• [Passage provided]

....

Apache Spark 2.x – Data processing - Getting Started - Quick Review of Spark APIs

Quick Review Of APIs

Let us have a quick review of Core APIs that are available in Spark.We will cover Data Frame APIs and Spark SQL at a later point in time.

  • SparkContext exposes APIs such as textfiles,sequenceFile to read data from files into a distributed collection called as RDD.
  • RDD stand for Resilient Distributed Dataset and it is nothing but a distributed collextion called as RDD.
  • RDD stands for Resilient Distributed Datasets and it is nothing but a distributed collection.
  • It is typical loaded on to the executors created at the time of execution.
  • RDD exposes APIs called as Transformations and Actions
  • Transformations take one RDD as input and return another RDD as output while Action trigger execution and get data into drive program.

....

• [What the task requires]
Please answer from the Spark API review: what two kinds of APIs does an RDD expose?

....

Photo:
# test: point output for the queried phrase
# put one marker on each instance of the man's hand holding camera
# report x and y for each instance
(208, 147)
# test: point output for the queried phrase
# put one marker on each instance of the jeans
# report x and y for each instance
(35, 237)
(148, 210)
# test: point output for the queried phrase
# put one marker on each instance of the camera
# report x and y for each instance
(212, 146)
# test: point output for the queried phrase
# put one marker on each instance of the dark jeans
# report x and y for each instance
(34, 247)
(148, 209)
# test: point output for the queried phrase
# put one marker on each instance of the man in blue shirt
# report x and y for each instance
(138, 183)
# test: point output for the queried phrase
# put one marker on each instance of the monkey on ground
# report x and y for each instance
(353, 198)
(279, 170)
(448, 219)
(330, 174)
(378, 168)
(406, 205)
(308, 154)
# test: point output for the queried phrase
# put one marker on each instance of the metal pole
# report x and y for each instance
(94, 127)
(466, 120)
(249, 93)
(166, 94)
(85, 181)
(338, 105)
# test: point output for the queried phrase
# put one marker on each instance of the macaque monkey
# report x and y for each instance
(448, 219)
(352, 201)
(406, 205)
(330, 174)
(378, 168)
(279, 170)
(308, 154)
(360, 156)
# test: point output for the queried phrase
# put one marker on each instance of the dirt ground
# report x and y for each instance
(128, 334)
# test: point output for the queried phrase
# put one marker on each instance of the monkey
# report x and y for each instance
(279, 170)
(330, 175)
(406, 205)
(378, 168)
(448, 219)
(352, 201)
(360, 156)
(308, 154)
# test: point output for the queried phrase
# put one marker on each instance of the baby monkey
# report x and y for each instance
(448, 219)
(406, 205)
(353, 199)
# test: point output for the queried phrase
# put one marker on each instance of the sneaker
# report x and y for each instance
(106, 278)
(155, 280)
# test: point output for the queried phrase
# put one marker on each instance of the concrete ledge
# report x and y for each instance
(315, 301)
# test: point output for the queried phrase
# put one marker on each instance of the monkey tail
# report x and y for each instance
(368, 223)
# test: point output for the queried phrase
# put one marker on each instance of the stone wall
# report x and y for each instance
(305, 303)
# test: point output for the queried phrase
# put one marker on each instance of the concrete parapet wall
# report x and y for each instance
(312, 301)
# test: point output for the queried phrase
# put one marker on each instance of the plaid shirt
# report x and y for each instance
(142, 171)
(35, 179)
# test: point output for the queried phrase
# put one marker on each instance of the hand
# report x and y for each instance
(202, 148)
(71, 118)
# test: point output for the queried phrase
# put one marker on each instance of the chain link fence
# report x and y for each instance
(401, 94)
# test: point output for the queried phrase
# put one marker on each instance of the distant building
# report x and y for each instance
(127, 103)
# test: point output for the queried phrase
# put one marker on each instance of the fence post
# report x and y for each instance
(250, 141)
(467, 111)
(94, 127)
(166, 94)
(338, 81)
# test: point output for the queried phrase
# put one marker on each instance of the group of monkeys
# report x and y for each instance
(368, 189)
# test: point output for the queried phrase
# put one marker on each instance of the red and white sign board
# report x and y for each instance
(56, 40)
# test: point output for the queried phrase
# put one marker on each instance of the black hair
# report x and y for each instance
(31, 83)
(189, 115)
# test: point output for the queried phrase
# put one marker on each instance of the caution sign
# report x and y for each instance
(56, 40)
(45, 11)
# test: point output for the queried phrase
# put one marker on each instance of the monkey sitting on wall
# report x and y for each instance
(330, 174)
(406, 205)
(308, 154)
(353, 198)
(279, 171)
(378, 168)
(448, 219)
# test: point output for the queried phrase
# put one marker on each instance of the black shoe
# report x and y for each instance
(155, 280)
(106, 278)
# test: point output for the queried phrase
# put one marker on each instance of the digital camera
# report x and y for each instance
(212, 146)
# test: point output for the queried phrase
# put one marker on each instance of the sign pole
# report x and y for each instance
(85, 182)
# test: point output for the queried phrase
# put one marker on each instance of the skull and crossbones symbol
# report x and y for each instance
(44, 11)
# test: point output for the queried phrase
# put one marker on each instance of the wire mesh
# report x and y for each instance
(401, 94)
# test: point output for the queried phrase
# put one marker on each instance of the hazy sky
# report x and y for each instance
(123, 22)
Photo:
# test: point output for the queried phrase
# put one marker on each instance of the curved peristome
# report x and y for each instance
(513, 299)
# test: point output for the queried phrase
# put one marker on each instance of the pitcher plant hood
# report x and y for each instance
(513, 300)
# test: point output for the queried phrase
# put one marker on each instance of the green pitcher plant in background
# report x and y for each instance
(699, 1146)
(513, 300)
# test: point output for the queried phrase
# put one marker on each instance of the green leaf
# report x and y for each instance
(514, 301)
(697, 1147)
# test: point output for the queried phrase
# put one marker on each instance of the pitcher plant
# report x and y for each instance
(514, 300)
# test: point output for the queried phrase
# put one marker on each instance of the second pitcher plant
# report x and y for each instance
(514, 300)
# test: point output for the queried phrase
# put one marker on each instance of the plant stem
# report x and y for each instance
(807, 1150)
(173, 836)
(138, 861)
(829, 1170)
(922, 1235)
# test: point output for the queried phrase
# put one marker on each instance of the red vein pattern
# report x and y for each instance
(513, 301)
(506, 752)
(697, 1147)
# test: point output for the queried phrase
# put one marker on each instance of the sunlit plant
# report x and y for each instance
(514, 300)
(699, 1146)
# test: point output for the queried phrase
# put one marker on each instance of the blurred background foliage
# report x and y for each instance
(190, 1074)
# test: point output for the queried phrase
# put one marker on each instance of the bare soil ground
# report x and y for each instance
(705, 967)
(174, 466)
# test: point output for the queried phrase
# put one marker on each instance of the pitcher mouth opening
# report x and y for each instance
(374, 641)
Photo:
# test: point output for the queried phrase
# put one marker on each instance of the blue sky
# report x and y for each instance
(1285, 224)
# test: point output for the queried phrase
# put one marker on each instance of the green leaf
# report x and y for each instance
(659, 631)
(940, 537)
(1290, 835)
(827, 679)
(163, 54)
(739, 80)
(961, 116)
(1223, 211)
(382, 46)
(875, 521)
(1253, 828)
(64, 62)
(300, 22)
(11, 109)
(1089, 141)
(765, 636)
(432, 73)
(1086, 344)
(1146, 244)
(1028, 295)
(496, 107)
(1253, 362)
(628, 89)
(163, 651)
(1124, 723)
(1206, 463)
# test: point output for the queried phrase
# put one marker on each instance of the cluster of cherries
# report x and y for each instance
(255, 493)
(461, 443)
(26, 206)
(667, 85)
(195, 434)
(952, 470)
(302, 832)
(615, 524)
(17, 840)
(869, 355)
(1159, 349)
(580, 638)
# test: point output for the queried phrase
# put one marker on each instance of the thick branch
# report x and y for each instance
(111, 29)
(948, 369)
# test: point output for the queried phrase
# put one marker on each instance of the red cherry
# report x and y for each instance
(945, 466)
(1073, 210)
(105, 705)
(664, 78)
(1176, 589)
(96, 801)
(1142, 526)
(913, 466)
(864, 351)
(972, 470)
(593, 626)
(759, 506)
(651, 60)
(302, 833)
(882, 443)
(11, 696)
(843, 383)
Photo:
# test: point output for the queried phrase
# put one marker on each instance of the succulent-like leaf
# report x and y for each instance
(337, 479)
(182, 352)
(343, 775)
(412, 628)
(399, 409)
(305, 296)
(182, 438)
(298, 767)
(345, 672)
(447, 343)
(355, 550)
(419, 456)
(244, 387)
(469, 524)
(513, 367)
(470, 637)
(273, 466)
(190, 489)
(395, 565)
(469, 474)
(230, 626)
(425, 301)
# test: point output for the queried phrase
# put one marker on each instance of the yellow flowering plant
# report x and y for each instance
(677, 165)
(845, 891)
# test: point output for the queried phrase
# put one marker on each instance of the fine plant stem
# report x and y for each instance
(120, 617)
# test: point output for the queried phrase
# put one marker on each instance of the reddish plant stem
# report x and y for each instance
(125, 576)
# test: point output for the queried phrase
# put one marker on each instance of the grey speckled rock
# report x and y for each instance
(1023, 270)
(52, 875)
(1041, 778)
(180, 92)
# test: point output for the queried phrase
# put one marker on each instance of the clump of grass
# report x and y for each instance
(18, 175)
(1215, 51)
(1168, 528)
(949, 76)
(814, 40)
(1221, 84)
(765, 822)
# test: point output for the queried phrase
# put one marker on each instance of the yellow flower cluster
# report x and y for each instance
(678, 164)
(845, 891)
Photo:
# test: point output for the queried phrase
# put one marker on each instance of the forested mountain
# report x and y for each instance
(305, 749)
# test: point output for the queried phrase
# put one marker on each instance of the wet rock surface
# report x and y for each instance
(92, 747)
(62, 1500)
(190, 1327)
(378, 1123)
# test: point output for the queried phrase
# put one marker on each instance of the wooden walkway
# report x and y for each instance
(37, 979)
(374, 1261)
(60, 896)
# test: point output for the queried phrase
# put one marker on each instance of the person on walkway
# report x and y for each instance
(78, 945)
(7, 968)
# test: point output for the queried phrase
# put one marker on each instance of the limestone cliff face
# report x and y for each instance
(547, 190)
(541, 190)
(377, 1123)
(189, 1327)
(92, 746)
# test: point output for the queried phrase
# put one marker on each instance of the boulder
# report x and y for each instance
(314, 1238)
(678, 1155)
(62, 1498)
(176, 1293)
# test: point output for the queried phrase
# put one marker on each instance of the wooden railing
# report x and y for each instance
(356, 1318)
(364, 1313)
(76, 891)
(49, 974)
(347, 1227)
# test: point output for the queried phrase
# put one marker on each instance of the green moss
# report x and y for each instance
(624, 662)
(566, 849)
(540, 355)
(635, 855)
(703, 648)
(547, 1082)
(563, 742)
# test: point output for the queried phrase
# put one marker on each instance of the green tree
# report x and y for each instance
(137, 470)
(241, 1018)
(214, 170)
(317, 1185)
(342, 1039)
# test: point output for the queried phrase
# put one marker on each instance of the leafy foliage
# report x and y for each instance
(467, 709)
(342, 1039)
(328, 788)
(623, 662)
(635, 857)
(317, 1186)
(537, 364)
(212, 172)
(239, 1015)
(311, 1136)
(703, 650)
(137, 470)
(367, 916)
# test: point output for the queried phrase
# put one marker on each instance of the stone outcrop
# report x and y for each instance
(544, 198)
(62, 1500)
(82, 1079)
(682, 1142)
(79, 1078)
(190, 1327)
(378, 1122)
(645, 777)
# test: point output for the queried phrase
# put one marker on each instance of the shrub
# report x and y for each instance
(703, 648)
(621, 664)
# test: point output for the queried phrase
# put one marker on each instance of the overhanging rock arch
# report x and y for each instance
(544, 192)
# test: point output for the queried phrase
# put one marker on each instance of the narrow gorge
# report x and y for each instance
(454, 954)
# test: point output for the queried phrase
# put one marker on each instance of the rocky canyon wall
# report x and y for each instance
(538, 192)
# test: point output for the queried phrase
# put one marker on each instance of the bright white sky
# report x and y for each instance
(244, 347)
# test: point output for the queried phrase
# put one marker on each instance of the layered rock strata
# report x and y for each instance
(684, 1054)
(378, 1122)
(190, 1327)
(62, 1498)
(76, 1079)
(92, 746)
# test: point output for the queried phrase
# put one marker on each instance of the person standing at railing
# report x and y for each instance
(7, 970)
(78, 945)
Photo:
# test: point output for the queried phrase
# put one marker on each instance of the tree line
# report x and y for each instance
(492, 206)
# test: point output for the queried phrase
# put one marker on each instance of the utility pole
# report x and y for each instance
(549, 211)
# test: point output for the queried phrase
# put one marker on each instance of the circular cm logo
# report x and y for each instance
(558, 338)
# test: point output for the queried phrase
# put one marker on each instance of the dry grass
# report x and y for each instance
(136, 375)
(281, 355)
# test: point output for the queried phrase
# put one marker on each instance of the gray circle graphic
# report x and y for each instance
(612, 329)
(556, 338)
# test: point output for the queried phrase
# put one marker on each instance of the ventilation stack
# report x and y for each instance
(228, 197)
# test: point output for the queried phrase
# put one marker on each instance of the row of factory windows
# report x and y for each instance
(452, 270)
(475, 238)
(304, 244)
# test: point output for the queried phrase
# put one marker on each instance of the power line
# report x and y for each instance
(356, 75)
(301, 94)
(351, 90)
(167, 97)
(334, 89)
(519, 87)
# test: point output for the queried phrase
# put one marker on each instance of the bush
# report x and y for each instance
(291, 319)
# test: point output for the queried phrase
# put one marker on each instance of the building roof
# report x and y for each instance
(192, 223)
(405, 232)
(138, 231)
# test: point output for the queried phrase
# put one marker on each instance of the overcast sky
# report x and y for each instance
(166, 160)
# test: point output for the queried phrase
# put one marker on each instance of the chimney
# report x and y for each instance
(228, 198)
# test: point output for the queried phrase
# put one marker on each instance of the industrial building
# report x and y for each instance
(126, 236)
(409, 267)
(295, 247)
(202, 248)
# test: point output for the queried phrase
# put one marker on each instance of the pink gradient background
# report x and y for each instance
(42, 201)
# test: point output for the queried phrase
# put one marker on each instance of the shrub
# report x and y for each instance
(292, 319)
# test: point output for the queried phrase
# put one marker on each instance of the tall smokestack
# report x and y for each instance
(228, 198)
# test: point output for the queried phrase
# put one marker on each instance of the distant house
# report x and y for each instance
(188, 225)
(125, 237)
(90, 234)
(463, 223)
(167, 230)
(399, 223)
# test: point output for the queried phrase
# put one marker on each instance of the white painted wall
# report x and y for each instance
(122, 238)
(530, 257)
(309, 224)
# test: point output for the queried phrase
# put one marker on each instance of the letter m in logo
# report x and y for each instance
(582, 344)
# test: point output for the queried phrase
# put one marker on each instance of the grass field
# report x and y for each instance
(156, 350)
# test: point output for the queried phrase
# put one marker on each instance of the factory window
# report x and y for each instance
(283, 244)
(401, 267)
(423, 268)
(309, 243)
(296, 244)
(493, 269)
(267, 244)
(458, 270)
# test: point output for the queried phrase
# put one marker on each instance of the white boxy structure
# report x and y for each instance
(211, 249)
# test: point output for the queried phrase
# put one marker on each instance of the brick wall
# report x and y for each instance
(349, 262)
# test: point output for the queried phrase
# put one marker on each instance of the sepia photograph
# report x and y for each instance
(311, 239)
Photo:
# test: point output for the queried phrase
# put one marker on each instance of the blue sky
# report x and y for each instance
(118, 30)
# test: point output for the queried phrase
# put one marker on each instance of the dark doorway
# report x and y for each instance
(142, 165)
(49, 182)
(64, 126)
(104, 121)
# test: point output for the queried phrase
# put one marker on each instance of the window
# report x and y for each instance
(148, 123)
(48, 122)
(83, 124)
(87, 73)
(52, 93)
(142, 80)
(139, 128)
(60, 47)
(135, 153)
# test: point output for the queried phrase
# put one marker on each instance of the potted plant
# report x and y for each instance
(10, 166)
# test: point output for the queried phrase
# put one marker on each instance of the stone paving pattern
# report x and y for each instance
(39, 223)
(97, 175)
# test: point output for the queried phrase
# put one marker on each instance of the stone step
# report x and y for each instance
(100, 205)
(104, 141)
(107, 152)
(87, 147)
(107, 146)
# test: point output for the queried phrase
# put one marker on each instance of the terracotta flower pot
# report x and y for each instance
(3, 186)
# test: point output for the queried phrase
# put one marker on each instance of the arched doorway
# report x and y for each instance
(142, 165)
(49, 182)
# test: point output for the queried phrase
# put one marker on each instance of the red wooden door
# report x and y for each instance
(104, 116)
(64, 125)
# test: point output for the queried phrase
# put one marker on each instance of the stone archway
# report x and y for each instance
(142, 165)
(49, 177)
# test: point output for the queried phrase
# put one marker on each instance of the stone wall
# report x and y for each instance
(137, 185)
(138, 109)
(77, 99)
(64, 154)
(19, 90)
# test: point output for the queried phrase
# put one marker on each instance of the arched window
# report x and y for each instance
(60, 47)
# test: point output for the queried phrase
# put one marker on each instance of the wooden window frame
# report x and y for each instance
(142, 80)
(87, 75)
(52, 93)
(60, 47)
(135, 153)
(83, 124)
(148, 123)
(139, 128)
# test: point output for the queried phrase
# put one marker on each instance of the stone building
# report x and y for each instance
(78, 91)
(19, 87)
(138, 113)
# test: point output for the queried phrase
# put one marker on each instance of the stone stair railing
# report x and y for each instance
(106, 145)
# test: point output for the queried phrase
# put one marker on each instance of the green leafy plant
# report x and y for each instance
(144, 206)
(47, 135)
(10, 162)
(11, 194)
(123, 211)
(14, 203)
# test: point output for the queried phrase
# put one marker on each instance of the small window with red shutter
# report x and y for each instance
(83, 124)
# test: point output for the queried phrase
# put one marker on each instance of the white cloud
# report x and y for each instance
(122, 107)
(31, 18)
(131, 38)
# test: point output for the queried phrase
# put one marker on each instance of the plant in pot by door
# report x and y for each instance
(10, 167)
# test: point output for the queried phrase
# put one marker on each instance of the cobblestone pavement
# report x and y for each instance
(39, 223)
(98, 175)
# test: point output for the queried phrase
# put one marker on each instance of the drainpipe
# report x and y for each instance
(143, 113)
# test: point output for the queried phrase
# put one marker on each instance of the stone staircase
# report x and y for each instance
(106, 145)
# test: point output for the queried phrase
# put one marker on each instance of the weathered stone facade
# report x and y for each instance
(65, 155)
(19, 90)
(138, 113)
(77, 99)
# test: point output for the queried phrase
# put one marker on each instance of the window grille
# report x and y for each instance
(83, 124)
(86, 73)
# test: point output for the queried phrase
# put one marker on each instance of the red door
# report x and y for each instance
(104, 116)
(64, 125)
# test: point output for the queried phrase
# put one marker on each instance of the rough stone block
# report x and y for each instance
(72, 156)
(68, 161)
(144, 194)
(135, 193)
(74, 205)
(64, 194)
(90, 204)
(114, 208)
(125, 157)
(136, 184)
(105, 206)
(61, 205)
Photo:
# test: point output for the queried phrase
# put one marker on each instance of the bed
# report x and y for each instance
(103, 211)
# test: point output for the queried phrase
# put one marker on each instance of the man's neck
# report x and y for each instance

....

• [Written answer]
Transformations and Actions.